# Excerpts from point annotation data
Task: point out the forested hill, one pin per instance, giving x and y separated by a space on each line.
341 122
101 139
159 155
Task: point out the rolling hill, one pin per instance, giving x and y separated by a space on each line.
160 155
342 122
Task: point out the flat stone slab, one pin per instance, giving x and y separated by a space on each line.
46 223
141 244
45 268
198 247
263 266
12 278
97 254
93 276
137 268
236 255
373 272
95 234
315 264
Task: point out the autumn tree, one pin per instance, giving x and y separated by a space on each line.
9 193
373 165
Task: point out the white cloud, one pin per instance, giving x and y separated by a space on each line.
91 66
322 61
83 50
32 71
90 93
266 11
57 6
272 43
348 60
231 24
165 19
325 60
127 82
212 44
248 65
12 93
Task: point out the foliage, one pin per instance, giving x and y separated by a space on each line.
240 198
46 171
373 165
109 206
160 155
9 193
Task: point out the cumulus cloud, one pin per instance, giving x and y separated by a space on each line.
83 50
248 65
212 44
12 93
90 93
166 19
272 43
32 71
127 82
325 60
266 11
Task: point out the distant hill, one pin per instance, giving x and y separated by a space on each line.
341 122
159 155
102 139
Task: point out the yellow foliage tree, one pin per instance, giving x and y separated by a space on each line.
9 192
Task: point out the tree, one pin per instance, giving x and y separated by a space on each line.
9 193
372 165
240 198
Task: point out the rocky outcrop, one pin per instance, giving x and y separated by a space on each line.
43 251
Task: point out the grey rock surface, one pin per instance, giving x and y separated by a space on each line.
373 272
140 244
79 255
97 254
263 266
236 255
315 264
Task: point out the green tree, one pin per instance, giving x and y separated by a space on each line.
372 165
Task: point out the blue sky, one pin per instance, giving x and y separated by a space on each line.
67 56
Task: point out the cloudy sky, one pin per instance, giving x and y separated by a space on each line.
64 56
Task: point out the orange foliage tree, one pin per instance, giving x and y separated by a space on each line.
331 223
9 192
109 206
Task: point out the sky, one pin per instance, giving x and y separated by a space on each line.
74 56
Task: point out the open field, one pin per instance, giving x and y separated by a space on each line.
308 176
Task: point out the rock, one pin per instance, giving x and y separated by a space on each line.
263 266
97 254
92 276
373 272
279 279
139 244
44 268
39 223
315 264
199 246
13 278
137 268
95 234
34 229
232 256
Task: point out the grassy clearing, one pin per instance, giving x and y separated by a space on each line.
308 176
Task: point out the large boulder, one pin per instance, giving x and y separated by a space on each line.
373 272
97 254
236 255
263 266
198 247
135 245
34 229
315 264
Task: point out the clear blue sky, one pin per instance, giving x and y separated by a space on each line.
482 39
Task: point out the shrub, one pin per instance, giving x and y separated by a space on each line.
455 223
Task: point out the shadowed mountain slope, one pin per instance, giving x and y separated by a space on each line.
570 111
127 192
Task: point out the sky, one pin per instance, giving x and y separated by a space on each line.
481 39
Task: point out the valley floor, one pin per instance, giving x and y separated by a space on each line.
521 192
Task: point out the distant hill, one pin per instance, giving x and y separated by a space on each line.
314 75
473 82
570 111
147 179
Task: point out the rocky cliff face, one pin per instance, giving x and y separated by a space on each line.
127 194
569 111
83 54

# GIVEN EXERCISE
Repeat the data precisely, line by line.

# EXPECTED ANSWER
Task: point out the forested hill, one pin per instance, giving x and y separated by a space on each line.
341 122
101 139
159 155
Task: point out the rolling hill, one pin per instance, giving x and y separated by a space on each line.
160 155
342 122
Task: point out the flat stone slab, one pin per instance, giving x and y separated by a space on each line.
46 223
141 244
45 268
198 247
263 266
12 278
97 254
93 276
137 268
236 255
373 272
95 234
315 264
Task: point out the autumn tree, one pin per instance, giving x and y separated by a space on each line.
9 193
373 165
Task: point out the white cloud, one pin per instance, giving x and y separated by a space on each line.
91 66
322 61
83 50
32 71
90 93
266 11
57 6
272 43
348 60
231 24
165 19
325 60
127 82
212 44
248 65
12 93
Task: point out the foliage, one pin per instance, giving x and y separated by a space on each line.
240 198
46 171
373 165
109 206
160 155
9 193
Task: point out the cumulus cloud, one pin per instance, giving x and y separated by a space on each line.
83 50
248 65
212 44
12 93
90 93
166 19
272 43
32 71
127 82
325 60
266 11
Task: point out the distant hill, one pin per instance, giving x and y separated by a space on each line.
341 122
159 155
102 139
Task: point out the yellow foliage tree, one pin per instance, giving x and y separated by a space on each line.
9 192
Task: point out the tree, one pin per instance, giving x and y separated by a space on each line.
9 193
372 165
240 198
Task: point out the rocky outcrop, one pin per instance, giving x and y separated by a space on each line.
43 251
Task: point out the grey rock surface, one pin per instance, giving x and y separated by a space on each line.
373 272
140 244
79 255
97 254
263 266
236 255
315 264
Task: point out the green tree, one pin per instance, giving x and y separated by a space on each line.
372 165
Task: point out the blue sky, one pin per instance, giving x and y separated by a space on each line.
67 56
Task: point out the cloudy sky, one pin per instance, giving x and y separated by a space on each line.
64 56
Task: point out the orange foliage tree, one pin per instance, giving x and y separated by a space on each line.
331 223
9 192
109 206
Task: point out the sky, one pin per instance, giving x and y separated by a space on each line.
74 56
Task: point out the open field, one pin per instance, giving x and y separated by a space on each line.
308 176
Task: point out the rock, one pin per instance, giving x and y separated by a space on each line.
263 266
97 254
92 276
373 272
279 279
139 244
44 268
39 223
315 264
199 246
13 278
137 268
95 234
34 229
232 256
Task: point out the grassy clearing, one pin per instance, giving x and y separated by a space on each line.
308 176
Task: point out the large boulder, one pin per instance, giving x and y separated by a space on each line.
373 272
97 254
236 255
263 266
198 247
135 245
34 229
315 264
Task: point out the clear blue sky, one pin per instance, giving x and y separated by a space on each line.
482 39
Task: point out the shrub, one pin per instance, giving x and y separated by a space on each line.
455 223
Task: point out the shadowed mountain slope, one pin per instance, giving x and y separated by a space on each line.
570 111
127 192
Task: point out the sky, one pin per instance, giving x and y separated by a space on each line.
481 39
Task: point out the valley floor, one pin per instance, giving x and y separated by a space on each line.
521 192
Task: point out the distant hill, one pin per instance, giving x and y separated by a space on each line.
314 75
473 82
570 111
147 179
Task: point out the rocky cliff face, one pin per instance, giving x and y separated by a space on each line.
127 194
569 111
83 54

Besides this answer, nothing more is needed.